# Nichrome wire gauge calculation

1. I know what battery I wish to use (3.7 V 140 mAh which I can swap for larger mAh battery)

2. I know what length of wire (3.5 inches or 7 inches depending on which ever would work better)

3. I know what temperature (110 F)

4. I know the the wire only needs to stay on for 10 seconds at a time

5. I don't know which diameter/gauge wire to use

I stuck at math and can't seem to google-fu my way into finding something that will give me the ability to calculate what nichrome wire to use. There was one site that would give let input the given parameters, but the lowest known temperature I could use was 400 F.

I need the math that let me calculate which diameter/gauge and with what resistance will give me 110 F temperature over either 3.5 or 7 inch wire using a 3.7V battery.

Please forgive any of my blaring misunderstandings or ignorances/deficiencies in formality of how to inquire this information.

• You could start at Temperature in a wire to see what's involved. For a wire at around 43 °C, radiation will not be the dominant effect, so you will need to work out the losses due to air flow too. – Andrew Morton Feb 6 '18 at 9:21

The first thing you need to figure out is how much power per unit length it takes to maintain the wire at 43 °C (110 °F). That depends on things you haven't told us. The ambient temperature and thermal conductivity of whatever the wire is touching will make a large difference.

Calculating the power required to maintain a particular wire temperature is probably not possible since too many things will be unknown. The best method to find the answer is to try it.

Get some wire, connect it to a lab supply, and see how much current it takes to keep it at the desired temperature. This doesn't need to be nichrome. Just about any wire can handle 43 °C. When find the setting that yields the desired result, record the current and the voltage drop across a known length of wire. The current times the voltage is the power being put into that wire.

• GIVEN EXERCISE
From the nichrome wire question above, list each item that the asker says they already know.

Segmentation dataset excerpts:

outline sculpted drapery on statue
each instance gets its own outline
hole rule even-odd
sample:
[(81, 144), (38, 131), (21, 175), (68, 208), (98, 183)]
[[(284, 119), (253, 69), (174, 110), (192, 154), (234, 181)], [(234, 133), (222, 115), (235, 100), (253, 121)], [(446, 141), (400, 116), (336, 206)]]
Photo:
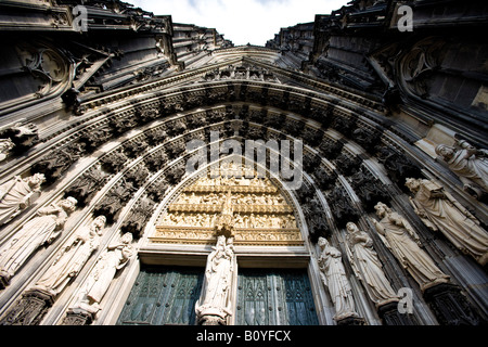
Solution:
[(349, 264), (356, 275), (364, 284), (371, 300), (376, 306), (398, 301), (399, 298), (386, 279), (383, 265), (373, 248), (373, 240), (364, 231), (359, 230), (354, 222), (348, 222), (346, 230), (348, 232), (346, 241), (349, 250)]
[(461, 149), (439, 144), (436, 153), (459, 176), (464, 190), (473, 190), (478, 197), (488, 193), (488, 151), (477, 150), (464, 140), (458, 141), (458, 145)]
[(220, 235), (208, 255), (202, 295), (195, 305), (198, 321), (226, 324), (226, 318), (231, 314), (230, 293), (234, 271), (233, 239)]
[(381, 220), (372, 219), (372, 221), (382, 241), (419, 283), (422, 291), (439, 283), (449, 282), (449, 277), (419, 246), (419, 235), (403, 217), (391, 211), (383, 203), (377, 203), (374, 209)]
[(46, 181), (42, 174), (27, 178), (14, 177), (0, 185), (0, 226), (29, 207), (40, 194), (40, 185)]
[(442, 232), (480, 265), (488, 262), (488, 232), (466, 208), (431, 180), (409, 178), (406, 185), (414, 194), (410, 202), (415, 213), (429, 229)]
[(318, 259), (320, 277), (323, 284), (329, 288), (335, 307), (334, 320), (357, 318), (358, 313), (356, 312), (352, 291), (342, 262), (341, 252), (331, 246), (324, 237), (319, 237), (318, 244), (321, 249), (321, 255)]
[(37, 217), (26, 222), (0, 252), (0, 275), (9, 281), (38, 247), (52, 243), (63, 231), (76, 204), (76, 198), (67, 197), (40, 208)]
[(99, 247), (104, 216), (97, 217), (89, 227), (82, 228), (75, 240), (63, 247), (48, 271), (37, 281), (35, 288), (57, 295), (82, 269), (93, 250)]
[(110, 245), (100, 256), (93, 271), (87, 280), (79, 301), (75, 304), (90, 313), (97, 313), (100, 310), (100, 301), (108, 290), (112, 280), (118, 270), (124, 268), (133, 254), (132, 234), (125, 233), (120, 241)]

• IN RESPONSE
- The battery: 3.7 V, 140 mAh, which can be swapped for a larger mAh battery
- The wire length: 3.5 inches or 7 inches, whichever would work better
- The temperature: 110 F
- The on-time: the wire only needs to stay on for 10 seconds at a time